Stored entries
━━━━━━━━━━

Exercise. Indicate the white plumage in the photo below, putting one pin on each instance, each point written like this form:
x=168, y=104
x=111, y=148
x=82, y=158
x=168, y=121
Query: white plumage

━━━━━━━━━━

• **Task instructions**
Copy all lines above where "white" is present.

• **Completed task**
Exercise. Indicate the white plumage in the photo below, putting one pin on each instance, each point written like this form:
Query: white plumage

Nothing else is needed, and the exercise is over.